- Opening Delimiter -

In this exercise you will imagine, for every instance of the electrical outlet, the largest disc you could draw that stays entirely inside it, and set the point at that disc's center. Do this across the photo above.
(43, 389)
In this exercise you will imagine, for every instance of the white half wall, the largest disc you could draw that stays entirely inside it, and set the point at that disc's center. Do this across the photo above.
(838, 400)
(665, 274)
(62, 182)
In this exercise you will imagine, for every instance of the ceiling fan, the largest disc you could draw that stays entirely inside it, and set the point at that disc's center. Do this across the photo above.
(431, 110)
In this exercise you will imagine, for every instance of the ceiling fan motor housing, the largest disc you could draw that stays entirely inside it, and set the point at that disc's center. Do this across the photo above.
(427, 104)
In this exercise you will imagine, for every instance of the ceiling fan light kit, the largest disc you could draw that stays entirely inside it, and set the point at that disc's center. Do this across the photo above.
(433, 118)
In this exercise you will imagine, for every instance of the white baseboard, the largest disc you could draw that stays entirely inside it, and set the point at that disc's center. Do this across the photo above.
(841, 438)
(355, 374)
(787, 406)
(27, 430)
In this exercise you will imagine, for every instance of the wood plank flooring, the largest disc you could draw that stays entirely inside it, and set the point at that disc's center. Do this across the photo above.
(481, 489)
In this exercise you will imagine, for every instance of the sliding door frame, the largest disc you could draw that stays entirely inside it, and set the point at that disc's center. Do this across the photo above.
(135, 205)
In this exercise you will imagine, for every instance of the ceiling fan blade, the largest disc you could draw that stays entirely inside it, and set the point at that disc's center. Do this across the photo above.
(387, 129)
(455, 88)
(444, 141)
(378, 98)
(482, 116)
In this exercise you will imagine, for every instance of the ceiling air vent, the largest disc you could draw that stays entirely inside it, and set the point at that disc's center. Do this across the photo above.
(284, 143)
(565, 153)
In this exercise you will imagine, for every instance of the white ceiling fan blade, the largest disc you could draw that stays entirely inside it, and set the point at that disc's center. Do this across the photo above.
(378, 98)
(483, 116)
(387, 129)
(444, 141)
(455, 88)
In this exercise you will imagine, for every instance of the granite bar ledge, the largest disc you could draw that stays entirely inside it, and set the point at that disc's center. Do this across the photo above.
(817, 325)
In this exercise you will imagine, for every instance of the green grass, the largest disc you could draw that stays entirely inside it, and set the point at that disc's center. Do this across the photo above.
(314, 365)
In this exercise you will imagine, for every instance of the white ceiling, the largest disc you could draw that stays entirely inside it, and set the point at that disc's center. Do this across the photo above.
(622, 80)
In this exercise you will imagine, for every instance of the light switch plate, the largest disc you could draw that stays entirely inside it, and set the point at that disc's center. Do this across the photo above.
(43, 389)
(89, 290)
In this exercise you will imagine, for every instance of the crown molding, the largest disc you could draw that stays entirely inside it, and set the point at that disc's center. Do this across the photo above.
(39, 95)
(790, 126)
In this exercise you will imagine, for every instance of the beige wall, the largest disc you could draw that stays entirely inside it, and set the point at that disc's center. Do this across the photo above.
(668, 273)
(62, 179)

- Closing Delimiter -

About this exercise
The response should contain each record above, retyped exactly.

Output of the exercise
In this exercise you will imagine, for every instance of the electrical outlet, the largest disc you could draw that stays entirely inside it, and set the point at that disc's center. Do this across the photo above.
(43, 389)
In this exercise you will imagine, for every instance of the white half wall, the largest disc you could draw that stays entirely inside it, and set the point at that disc's center. Do this across the photo above.
(838, 400)
(665, 274)
(62, 182)
In this exercise you will imagine, for every instance of the ceiling fan, the largest disc you could draw that stays entirely inside it, and set the point at that disc's center. Do this across the photo above.
(431, 110)
In this exercise you will imagine, for every instance of the ceiling fan motor housing, the largest disc you could draw that stays entirely inside it, and set the point at that disc's center. Do this across the photo above.
(427, 104)
In this exercise you will imagine, for every instance of the ceiling fan light kit, the largest disc you could draw that stays entirely inside it, and set the point at that disc's center. Do this across the photo above.
(433, 118)
In this exercise you will imagine, for every instance of the white baseboard, the largest disc you could draw that stays entirely inside it, and set the point at that disc's center. Do this across the photo above.
(841, 438)
(355, 374)
(787, 406)
(27, 430)
In this exercise you will imagine, for every instance of the wood plank flooring, the largest disc you could draw that stays entirely inside it, and set the point at that disc's center. Do this across the photo above.
(481, 489)
In this exercise you will imagine, for every instance of the sliding door frame, the largest disc you could draw that stays entirely inside it, and set the point at that disc's center. Do this across the photo above.
(135, 205)
In this exercise you will imagine, for every instance of the ceiling fan blade, the largest disc you could draw that stays entirely inside it, and set the point at that disc's center. Do this across the photo above.
(387, 129)
(455, 88)
(444, 141)
(378, 98)
(482, 116)
In this exercise you will imagine, for every instance of the ceiling air vent, the largest disc you could draw that stays entirely inside it, and set the point at that disc's center. Do this across the photo above.
(284, 143)
(565, 153)
In this exercise you will imagine, for every instance of the white ceiling fan blade, the largest disc you could draw that stays entirely inside it, and set the point at that disc's center. Do this across the photo above.
(378, 98)
(483, 116)
(387, 129)
(444, 141)
(455, 88)
In this exercise you will imagine, for every instance of the granite bar ledge, the largest disc you could draw that stays entirely inside it, and set the point at that disc's center. Do this across the photo above.
(817, 325)
In this exercise you will imagine, for every instance of the green grass, the largest disc you could draw that stays entirely inside it, and set the point at that disc's center. Do this across the photo above.
(314, 365)
In this exercise you will imagine, for every instance of the white ceiling, the largest disc you could draw that stays entirely inside it, and set the point at that disc's center. Do this across the photo above.
(622, 80)
In this exercise you will imagine, for every instance of the light switch plate, the largest disc you could draw that stays entirely inside it, and set the point at that disc's center. Do this across the photo above.
(43, 389)
(89, 290)
In this exercise you will imagine, for every instance of the crown molding, the largest disc you could draw that stays entirely inside it, and set the point at that disc's center. Do this across the photo above.
(39, 95)
(790, 126)
In this exercise you will imagine, for every instance of the beige wall, the largest disc you could draw that stays entirely inside it, and set the point at that disc's center. Do this across the photo above.
(668, 273)
(62, 179)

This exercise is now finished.